* **Request**
Reproduce the data from the line with "Identify where the orange koi" up to and including the line with "42;472;569;1099", leaving every line unchanged.

* **Data section**
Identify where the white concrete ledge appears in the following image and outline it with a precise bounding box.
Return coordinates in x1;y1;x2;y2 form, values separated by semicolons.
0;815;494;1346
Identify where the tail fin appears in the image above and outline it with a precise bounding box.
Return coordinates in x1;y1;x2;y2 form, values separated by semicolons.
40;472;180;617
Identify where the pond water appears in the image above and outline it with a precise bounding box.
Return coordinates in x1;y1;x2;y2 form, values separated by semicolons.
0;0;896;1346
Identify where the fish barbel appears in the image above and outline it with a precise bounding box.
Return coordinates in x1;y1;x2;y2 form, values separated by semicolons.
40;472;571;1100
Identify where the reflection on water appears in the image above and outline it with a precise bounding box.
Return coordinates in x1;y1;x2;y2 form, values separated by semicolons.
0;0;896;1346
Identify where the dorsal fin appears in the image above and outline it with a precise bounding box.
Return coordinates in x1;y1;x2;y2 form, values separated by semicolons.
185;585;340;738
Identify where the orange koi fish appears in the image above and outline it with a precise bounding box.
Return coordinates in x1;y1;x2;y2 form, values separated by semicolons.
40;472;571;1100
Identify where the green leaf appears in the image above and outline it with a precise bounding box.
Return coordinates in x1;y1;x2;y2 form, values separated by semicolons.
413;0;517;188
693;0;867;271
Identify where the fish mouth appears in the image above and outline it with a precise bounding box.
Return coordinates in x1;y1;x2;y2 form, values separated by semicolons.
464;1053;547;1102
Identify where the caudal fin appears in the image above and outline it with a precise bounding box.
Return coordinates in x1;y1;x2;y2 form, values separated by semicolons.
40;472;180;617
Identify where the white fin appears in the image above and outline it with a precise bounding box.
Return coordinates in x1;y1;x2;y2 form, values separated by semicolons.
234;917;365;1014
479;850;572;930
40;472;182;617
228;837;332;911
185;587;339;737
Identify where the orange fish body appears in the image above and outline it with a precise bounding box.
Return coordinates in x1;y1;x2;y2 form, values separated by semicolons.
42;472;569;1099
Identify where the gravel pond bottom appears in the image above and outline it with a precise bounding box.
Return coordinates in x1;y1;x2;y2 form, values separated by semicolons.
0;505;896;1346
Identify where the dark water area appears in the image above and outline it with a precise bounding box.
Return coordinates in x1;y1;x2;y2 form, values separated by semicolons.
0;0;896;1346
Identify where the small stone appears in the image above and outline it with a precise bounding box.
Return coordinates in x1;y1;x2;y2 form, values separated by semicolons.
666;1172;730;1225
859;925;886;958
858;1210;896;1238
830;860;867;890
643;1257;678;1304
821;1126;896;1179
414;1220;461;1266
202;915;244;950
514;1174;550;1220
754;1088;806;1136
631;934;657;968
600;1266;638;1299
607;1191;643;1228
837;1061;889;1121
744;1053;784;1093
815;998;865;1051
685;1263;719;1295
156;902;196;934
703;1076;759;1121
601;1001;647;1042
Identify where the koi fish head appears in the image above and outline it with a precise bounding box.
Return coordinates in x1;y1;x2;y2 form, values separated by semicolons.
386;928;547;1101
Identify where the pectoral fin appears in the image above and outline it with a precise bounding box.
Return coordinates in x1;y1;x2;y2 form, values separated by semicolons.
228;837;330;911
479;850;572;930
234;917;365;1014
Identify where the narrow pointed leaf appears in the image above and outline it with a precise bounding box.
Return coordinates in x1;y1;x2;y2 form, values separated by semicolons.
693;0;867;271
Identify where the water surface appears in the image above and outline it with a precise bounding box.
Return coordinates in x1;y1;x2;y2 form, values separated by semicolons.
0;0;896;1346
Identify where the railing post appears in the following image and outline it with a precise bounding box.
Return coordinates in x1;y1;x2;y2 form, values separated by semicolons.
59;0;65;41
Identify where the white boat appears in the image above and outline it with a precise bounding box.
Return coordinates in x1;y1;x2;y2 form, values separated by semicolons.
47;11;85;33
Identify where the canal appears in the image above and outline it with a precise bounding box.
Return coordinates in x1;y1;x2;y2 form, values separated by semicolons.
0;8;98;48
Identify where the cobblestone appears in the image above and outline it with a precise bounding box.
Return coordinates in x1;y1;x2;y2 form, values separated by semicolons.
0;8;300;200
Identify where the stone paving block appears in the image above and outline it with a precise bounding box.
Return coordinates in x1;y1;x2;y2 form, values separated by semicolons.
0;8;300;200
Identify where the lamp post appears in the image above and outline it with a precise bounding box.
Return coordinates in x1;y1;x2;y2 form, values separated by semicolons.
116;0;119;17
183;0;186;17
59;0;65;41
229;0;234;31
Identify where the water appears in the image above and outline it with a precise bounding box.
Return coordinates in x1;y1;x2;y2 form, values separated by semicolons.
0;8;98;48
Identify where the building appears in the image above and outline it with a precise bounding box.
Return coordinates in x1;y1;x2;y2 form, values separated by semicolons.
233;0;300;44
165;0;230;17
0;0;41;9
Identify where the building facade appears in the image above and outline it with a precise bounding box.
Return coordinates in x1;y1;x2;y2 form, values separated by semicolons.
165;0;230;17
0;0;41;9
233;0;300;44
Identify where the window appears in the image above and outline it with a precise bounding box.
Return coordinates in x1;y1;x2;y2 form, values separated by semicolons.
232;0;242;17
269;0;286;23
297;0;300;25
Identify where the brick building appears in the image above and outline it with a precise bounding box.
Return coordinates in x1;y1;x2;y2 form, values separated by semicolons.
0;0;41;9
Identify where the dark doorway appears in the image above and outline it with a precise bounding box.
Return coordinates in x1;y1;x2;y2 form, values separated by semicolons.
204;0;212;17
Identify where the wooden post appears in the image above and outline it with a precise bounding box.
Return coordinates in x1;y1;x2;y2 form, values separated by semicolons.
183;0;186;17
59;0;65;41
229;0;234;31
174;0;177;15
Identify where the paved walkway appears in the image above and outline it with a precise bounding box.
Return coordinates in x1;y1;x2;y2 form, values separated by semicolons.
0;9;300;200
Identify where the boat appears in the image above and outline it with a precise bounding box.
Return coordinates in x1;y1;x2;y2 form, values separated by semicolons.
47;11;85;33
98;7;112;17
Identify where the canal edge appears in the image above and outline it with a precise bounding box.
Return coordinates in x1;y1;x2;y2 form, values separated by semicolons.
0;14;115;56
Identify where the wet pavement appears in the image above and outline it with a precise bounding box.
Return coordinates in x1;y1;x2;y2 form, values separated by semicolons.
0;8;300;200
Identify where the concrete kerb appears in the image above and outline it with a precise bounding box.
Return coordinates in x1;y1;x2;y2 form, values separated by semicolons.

* **Written answer**
Identify where the orange koi fish appears in the image above and outline it with a precise bounding box.
Return coordinates in x1;y1;x2;y2 form, values separated by semicolons.
40;472;571;1100
Identify where the green leaf appears in the image above and outline it with a precise bounding box.
Return coordinates in x1;y1;x2;y2 form, values separated by semicolons.
413;0;517;188
693;0;867;271
Identify where the fish mouth appears in the image above and outline it with a precise bounding box.
Return coordinates in x1;y1;x2;y2 form, values separated by semicolons.
464;1053;547;1102
Identify where the caudal fin appears in the image above and outline it with a precise bounding box.
Return coordinates in x1;y1;x2;y2 form, values separated by semicolons.
40;472;180;617
Identify where the white fin appears in the image above and outline it with a precise bounding box.
Return coordinates in x1;y1;x2;y2 form, values separated by semicolons.
234;917;365;1014
479;850;572;930
40;472;182;617
228;837;332;911
185;587;339;737
Identify where the orange fish body appears in the image above and outline it with a precise bounding box.
Return coordinates in x1;y1;x2;y2 form, values separated by semicolons.
42;472;569;1099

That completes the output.